- AIM -
Please rewrite the whole listing below, changing every "REQUEST" to "QUERY" and leaving everything else as it is.

- DATA SHOWN -
________________

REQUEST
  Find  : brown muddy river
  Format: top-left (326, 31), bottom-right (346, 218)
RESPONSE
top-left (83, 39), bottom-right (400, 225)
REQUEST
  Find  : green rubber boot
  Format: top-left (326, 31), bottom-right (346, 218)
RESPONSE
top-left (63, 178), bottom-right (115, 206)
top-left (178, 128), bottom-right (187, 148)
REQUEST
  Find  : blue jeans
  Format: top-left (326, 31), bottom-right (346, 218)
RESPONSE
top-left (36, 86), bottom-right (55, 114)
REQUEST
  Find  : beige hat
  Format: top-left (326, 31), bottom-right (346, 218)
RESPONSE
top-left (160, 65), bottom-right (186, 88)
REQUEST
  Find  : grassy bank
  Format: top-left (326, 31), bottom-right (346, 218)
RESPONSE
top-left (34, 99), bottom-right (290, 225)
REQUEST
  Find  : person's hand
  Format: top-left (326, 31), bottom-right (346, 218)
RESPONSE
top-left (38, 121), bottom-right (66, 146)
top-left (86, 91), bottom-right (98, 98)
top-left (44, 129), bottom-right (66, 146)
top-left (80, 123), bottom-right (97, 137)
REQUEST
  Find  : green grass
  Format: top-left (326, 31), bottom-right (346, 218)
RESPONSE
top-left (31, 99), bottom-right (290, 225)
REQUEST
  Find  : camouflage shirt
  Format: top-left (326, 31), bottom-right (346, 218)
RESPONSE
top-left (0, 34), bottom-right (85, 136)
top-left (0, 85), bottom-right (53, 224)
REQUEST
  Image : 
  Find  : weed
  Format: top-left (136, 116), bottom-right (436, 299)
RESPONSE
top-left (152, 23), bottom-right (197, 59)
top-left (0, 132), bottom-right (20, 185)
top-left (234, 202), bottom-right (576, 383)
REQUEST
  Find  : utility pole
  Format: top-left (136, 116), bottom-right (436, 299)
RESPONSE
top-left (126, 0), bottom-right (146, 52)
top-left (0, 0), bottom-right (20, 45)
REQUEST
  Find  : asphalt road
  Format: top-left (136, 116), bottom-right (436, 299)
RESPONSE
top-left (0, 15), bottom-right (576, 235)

________________

- CORRECT RESULT -
QUERY
  Find  : brown muddy river
  Format: top-left (326, 31), bottom-right (346, 218)
RESPONSE
top-left (83, 39), bottom-right (400, 225)
QUERY
  Find  : green rubber boot
  Format: top-left (326, 31), bottom-right (346, 218)
RESPONSE
top-left (63, 178), bottom-right (115, 206)
top-left (178, 128), bottom-right (187, 148)
QUERY
  Find  : blue jeans
  Format: top-left (326, 31), bottom-right (346, 218)
RESPONSE
top-left (36, 86), bottom-right (55, 114)
QUERY
  Find  : beige hat
  Format: top-left (326, 31), bottom-right (346, 218)
RESPONSE
top-left (160, 65), bottom-right (186, 88)
QUERY
  Find  : grassy bank
  Format: top-left (326, 31), bottom-right (346, 218)
RESPONSE
top-left (34, 99), bottom-right (290, 225)
QUERY
  Find  : person's hand
  Format: top-left (326, 31), bottom-right (346, 218)
RESPONSE
top-left (38, 121), bottom-right (66, 146)
top-left (86, 91), bottom-right (98, 98)
top-left (44, 129), bottom-right (66, 146)
top-left (80, 123), bottom-right (97, 137)
QUERY
  Find  : green grass
  Format: top-left (326, 31), bottom-right (346, 218)
RESPONSE
top-left (31, 99), bottom-right (290, 225)
QUERY
  Find  : camouflage shirt
  Format: top-left (326, 31), bottom-right (346, 218)
RESPONSE
top-left (0, 34), bottom-right (85, 136)
top-left (0, 85), bottom-right (53, 224)
QUERY
  Image : 
  Find  : weed
  Format: top-left (136, 116), bottom-right (436, 299)
RESPONSE
top-left (152, 23), bottom-right (197, 59)
top-left (0, 132), bottom-right (20, 185)
top-left (234, 202), bottom-right (576, 383)
QUERY
  Find  : utility pole
  Format: top-left (136, 116), bottom-right (436, 299)
RESPONSE
top-left (126, 0), bottom-right (146, 52)
top-left (0, 0), bottom-right (20, 45)
QUERY
  Find  : asphalt road
  Format: top-left (136, 116), bottom-right (436, 299)
RESPONSE
top-left (0, 15), bottom-right (576, 235)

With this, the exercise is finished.